Task prompt. Find every line below that contains the string "cobblestone" and copy each of those lines. The match is case-sensitive.

Records excerpted from a collection:

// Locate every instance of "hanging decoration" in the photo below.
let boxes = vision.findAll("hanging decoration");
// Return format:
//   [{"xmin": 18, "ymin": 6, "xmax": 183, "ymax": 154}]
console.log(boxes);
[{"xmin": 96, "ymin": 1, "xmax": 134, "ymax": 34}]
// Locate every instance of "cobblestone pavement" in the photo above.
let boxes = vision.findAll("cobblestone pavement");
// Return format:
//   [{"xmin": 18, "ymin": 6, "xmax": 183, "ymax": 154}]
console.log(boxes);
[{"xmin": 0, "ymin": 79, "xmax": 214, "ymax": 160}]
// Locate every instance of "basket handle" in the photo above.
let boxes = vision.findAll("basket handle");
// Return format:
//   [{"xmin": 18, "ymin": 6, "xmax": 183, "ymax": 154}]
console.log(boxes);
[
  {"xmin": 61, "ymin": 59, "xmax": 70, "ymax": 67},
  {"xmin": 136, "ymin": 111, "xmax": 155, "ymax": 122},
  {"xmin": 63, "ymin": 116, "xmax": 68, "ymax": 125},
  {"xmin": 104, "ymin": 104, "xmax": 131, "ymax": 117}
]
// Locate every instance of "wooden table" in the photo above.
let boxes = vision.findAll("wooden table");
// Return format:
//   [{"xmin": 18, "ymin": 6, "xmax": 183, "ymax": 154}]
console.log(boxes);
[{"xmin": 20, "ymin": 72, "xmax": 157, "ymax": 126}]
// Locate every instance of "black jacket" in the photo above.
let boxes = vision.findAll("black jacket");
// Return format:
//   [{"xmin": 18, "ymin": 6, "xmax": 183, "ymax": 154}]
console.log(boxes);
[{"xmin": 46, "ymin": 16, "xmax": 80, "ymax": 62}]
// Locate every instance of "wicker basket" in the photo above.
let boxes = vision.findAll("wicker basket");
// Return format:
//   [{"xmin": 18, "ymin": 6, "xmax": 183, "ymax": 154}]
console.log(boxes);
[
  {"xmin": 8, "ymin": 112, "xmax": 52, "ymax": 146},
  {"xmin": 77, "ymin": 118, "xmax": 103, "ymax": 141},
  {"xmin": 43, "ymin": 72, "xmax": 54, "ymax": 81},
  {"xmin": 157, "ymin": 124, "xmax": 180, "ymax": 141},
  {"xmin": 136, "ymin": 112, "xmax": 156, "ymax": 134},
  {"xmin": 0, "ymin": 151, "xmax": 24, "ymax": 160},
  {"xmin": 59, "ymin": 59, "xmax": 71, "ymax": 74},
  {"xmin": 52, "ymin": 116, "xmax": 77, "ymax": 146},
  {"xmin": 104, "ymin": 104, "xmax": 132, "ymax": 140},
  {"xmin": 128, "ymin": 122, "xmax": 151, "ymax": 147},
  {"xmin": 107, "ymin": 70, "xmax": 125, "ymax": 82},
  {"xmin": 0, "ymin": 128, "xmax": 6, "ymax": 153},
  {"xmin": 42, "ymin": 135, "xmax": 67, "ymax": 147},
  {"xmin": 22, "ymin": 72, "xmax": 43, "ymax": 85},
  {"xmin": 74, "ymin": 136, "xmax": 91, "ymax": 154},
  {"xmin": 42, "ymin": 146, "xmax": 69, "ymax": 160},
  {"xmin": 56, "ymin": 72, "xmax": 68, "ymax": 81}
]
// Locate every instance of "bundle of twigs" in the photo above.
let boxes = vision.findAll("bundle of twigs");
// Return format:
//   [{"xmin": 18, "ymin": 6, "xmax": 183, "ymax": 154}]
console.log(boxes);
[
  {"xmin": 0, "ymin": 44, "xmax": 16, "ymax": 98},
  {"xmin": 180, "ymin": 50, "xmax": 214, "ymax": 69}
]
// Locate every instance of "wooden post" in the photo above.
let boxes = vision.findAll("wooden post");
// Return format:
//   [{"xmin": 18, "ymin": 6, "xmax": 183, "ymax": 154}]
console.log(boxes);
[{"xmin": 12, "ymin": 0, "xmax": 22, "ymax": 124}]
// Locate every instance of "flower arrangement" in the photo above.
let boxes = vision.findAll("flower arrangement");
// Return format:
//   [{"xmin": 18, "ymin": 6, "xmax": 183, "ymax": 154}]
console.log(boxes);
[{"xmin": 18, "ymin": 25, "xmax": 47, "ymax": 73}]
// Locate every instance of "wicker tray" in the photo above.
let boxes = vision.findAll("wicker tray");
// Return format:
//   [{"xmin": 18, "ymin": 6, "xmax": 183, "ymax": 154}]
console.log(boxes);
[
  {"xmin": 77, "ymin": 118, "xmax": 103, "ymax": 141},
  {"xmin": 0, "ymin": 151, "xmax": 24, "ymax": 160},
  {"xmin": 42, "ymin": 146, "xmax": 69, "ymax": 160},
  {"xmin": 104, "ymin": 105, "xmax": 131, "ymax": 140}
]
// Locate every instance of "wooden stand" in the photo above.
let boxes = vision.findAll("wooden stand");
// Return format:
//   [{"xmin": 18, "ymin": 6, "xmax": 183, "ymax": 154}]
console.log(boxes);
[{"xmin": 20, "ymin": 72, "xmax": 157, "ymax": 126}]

Written answer.
// Locate every instance of "cobblestone pavement" in the photo above.
let boxes = vision.findAll("cobblestone pavement");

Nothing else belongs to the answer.